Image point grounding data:
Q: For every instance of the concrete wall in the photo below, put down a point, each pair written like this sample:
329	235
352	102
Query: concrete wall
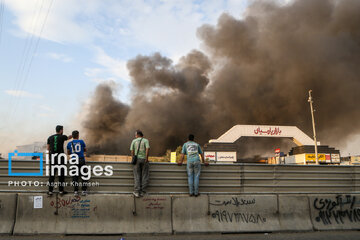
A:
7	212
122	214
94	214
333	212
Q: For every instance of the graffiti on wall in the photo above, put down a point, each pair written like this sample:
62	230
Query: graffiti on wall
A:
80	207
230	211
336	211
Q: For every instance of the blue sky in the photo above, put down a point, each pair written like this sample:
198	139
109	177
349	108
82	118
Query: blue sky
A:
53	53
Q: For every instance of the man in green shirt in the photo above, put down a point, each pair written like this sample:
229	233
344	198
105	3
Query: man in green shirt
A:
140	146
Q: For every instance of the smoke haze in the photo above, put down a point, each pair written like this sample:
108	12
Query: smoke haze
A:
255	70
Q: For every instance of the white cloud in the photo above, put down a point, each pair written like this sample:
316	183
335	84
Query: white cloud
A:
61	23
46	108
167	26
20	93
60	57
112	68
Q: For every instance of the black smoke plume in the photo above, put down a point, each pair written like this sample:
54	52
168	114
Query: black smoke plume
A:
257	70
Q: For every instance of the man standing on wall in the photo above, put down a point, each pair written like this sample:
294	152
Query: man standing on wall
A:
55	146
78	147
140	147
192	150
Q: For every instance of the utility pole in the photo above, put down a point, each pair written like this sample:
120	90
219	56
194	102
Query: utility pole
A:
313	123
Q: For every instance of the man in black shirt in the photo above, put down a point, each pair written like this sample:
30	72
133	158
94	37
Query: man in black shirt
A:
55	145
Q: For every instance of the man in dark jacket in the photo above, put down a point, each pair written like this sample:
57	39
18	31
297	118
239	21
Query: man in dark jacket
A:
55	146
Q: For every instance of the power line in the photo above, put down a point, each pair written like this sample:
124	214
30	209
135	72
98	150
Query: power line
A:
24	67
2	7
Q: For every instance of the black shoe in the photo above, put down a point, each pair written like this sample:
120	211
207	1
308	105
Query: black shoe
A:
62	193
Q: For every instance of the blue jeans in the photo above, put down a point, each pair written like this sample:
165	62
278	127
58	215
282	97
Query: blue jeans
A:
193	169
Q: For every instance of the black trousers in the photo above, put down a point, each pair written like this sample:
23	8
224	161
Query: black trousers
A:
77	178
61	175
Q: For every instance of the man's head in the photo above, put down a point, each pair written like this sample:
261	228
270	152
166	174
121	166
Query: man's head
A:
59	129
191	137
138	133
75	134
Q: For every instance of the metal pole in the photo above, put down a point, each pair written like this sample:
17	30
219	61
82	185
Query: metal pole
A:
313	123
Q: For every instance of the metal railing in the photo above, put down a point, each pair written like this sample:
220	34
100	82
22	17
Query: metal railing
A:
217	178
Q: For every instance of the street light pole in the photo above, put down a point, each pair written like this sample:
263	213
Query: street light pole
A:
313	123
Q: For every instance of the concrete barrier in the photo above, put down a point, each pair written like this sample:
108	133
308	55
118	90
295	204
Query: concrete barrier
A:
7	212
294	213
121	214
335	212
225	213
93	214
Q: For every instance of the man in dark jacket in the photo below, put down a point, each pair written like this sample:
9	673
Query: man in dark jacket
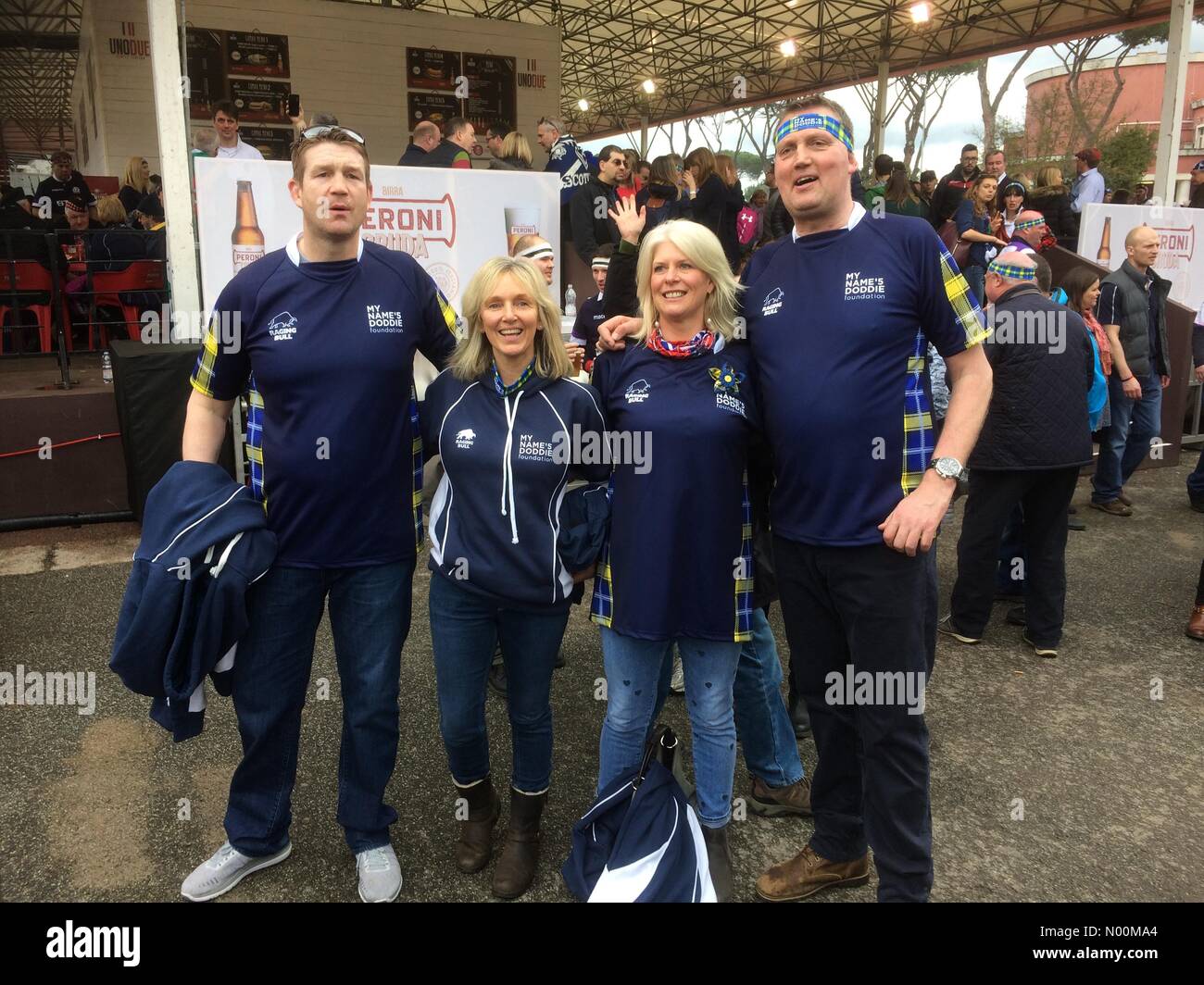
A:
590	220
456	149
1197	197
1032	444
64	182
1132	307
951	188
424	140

= Your goal =
How many lines in the entries above include the string "below"? Give only the number.

= Exercise output =
2